--- Texte présenté ---
◇ ◇ ◇
La disparition
du sous-marin "MINERVE" connue dans la nuit du samedi 27 au dimanche
28 Janvier 1968 a vivement frappé l'opinion par son caractère dramatique.
Le 1èr Février, les recherches étaient interrompues, tout espoir ayant
disparu de retrouver des survivants. Mais il était du plus haut intérêt
de localiser l'épave, en examiner les débris afin de déterminer les
causes du sinistre. Ces causes pouvaient avoir. de très grosses conséquences
sur la mise en service et la conception du matériel des sous-marins
du même type, qu'ils soient en service dans la Marine Française ou
en cours de construction ou d'armement pour des Marines Etrangères.
Des opérations ayant pour but cette localisation ont donc été menées
pendant l'année 1968 Elles se sont soldées par un échec puisque nous
ignorons toujours la position de l'épave, mais elles ont été très
riches en expérience de tous ordres qui justifient qu'on on expose
le déroulement et que l'on cherche à en tirer les enseignements.
◇ ◇ ◇
--- Jeu de données ---
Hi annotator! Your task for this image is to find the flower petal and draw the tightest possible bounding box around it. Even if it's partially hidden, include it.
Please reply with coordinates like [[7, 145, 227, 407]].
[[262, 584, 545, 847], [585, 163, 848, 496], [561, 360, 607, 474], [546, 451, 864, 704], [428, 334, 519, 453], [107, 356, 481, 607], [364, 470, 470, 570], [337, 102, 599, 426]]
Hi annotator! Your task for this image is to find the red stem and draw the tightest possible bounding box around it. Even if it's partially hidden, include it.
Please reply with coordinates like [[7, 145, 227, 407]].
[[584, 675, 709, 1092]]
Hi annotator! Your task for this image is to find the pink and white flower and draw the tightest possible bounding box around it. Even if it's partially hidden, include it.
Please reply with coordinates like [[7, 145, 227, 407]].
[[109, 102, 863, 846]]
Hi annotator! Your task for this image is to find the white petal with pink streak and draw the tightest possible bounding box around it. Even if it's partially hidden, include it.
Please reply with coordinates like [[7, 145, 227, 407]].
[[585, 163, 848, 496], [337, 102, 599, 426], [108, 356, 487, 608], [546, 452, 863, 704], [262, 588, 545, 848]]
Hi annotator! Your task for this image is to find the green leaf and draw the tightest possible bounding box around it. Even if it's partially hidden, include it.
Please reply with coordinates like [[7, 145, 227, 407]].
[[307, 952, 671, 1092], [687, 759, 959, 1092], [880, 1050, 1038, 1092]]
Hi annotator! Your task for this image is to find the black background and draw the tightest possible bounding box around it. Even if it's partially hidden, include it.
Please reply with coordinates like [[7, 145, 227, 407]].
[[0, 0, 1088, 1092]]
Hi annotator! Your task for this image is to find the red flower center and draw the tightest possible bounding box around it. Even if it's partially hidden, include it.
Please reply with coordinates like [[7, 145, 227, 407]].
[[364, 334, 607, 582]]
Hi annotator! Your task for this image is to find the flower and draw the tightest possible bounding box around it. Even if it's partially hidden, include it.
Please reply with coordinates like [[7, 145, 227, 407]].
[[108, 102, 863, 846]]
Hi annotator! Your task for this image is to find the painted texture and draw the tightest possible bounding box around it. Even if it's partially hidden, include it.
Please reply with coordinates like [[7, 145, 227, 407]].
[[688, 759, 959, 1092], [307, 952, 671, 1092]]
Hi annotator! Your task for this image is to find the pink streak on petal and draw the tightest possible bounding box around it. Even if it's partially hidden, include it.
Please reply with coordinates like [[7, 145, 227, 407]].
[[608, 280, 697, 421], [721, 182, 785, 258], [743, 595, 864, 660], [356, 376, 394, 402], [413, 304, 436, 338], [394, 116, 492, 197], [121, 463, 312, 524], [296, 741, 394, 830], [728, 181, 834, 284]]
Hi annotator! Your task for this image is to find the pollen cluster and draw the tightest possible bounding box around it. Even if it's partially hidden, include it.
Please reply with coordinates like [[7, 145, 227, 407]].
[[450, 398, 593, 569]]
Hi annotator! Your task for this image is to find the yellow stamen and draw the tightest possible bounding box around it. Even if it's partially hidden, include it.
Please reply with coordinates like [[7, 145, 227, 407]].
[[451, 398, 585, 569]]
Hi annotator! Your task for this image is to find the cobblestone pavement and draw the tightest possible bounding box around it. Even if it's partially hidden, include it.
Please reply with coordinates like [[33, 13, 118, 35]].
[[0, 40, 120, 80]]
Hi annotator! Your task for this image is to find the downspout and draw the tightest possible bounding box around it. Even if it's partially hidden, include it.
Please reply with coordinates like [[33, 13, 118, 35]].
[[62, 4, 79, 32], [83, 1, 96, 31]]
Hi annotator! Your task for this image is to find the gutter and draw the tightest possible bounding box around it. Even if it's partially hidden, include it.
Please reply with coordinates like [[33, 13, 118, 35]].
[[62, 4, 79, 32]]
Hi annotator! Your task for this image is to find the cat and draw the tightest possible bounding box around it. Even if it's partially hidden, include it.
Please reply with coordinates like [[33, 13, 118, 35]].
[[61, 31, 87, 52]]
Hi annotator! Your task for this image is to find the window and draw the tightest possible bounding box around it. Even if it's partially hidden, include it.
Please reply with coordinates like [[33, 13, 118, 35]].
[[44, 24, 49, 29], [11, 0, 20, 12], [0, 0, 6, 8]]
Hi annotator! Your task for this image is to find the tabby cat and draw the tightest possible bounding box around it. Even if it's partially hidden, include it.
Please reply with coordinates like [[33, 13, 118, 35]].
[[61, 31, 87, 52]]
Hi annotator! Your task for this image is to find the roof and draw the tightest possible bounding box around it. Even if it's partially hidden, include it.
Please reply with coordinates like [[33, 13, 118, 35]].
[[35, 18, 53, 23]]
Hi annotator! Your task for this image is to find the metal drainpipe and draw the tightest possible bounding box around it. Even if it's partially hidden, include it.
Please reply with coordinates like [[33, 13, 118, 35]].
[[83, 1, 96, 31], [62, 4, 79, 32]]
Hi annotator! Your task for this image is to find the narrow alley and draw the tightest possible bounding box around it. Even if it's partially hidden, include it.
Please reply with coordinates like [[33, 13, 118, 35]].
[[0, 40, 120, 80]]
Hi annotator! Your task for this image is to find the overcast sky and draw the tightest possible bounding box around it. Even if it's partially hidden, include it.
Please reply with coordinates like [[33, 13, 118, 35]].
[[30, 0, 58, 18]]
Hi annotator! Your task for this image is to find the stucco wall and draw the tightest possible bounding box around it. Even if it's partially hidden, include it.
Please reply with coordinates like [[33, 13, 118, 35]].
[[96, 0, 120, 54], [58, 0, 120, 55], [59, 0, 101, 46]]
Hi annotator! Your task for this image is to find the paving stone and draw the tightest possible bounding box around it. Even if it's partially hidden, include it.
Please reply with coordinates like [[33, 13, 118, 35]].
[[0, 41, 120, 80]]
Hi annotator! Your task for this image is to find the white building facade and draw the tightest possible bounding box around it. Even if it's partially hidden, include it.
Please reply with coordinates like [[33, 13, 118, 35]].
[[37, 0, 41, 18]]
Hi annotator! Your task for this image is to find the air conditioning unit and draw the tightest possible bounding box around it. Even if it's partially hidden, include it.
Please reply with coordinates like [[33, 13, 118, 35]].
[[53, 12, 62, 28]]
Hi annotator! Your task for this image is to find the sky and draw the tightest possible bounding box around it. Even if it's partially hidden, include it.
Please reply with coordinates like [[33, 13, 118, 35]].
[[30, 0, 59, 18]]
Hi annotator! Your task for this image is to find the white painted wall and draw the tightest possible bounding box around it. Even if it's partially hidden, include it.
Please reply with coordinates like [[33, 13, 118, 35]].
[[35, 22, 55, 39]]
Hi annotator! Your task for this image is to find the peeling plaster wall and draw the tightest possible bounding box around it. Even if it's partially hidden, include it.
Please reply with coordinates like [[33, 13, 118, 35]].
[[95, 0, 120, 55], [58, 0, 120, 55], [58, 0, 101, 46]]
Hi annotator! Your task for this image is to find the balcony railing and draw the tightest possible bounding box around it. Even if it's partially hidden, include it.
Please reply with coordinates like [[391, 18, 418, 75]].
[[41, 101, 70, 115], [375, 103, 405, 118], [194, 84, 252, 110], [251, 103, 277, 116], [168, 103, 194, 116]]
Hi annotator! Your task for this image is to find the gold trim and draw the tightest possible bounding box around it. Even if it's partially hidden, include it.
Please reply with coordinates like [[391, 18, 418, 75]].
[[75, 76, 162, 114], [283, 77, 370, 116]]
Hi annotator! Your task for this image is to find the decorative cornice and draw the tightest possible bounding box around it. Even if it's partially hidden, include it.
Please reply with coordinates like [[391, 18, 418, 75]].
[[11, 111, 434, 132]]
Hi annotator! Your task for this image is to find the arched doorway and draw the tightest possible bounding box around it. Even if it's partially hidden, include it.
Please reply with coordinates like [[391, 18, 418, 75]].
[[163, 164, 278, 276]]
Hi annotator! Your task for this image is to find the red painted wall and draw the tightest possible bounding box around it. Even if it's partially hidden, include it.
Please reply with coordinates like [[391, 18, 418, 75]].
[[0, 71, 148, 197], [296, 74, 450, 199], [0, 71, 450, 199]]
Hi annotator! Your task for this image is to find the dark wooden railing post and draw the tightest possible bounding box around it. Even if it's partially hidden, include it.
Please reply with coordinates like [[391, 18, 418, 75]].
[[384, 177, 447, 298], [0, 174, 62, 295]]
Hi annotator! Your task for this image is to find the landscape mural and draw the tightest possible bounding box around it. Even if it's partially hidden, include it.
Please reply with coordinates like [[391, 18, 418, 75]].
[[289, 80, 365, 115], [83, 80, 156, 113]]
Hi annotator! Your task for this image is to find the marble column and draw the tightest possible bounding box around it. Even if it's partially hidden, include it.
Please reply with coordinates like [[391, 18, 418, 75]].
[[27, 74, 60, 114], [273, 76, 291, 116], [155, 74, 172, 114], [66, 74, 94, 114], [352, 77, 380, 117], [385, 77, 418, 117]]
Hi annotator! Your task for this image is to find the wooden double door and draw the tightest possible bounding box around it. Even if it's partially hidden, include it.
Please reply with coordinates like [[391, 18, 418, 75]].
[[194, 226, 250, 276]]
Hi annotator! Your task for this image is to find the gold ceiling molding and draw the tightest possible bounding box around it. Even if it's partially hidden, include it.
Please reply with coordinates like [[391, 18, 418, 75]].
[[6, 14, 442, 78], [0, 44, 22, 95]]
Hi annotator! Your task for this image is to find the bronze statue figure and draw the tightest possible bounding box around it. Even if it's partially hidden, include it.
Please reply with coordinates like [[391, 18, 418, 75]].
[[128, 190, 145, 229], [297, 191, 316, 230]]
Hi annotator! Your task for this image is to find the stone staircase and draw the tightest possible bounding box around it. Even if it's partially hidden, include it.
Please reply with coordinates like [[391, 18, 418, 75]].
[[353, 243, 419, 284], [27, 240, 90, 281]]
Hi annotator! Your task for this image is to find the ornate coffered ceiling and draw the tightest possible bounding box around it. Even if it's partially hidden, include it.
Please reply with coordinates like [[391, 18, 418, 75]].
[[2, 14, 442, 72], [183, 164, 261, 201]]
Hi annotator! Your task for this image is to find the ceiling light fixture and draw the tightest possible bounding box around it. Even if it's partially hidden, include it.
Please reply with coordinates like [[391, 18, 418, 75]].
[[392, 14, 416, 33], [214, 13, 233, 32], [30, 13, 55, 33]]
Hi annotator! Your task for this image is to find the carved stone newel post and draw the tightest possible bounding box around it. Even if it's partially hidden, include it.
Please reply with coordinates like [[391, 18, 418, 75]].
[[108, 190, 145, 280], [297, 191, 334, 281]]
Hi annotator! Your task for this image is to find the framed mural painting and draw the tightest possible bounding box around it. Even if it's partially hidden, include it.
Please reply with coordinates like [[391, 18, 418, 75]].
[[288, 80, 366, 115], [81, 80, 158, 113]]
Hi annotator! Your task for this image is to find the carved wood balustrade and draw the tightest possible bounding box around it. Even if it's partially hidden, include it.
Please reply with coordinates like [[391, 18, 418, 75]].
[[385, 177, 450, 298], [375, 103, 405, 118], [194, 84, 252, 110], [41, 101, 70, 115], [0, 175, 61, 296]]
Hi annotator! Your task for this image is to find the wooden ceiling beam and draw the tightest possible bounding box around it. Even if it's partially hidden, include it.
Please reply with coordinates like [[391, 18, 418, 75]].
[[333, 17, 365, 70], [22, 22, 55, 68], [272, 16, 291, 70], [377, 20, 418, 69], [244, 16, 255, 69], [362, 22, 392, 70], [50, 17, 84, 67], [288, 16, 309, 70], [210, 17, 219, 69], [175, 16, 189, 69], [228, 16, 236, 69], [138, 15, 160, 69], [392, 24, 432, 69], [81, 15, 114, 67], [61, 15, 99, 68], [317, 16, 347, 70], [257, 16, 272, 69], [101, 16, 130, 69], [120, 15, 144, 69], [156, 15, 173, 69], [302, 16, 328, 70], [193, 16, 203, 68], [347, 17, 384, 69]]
◇ ◇ ◇
--- Série de tâches ---
A – D'après le texte sur la disparition de la Minerve, à quelle date les recherches ont-elles été interrompues ?
B – Relevez toutes les dates du calendrier citées dans le texte sur la disparition de la Minerve.
C – Poursuivez le texte sur la disparition de la Minerve après sa dernière phrase.

--- Les résultats ---
A – Le 1er février.

B –
- samedi 27 janvier 1968
- dimanche 28 janvier 1968
- 1er février

C –
Avant de pénétrer dans le vif du sujet, disons d'abord. un mot sur
la "MINERVE" elle même. Elle était le septième sous-marin du type
DAPHNE construit chez DUBIGEON à NANTES sur le budget 1957, mise sur
cale en 1961, lancée en mai 1961, admise définitivement au service
actif en Juin 1964 ; c'était un bâtiment de 700 tonnes Washington,
1 040 tonnes en plongée, ayant 58 mètres de long, 5 mètres 90 de large,
pouvant faire de l'ordre de 15 nœuds en plongée. Elle avait à bord
6 Officiers, 19 Officiers Mariniers 28 quartiers-maîtres et Matelots.
Sortie de grand carénage en 1967, elle était commandée par le Lieutenant
de Vaisseau FAUVE qui avait pris son commandement le 21 Janvier. Cet
Officier, sous-marinier confirmé, en était à son deuxième embarquement
sur sous-marin de ce type. La semaine du 22 au 27 Janvier avait été
consacrée au stage de mise en condition opérationnelle qui suit toujours
une prise de commandement de l'Officier entraînement de la 1ère Escadrille
de sous-marins avait débarqué aux VIGNETTES dans la nuit du 26 au
27, le stage ayant été pleinement satisfaisant.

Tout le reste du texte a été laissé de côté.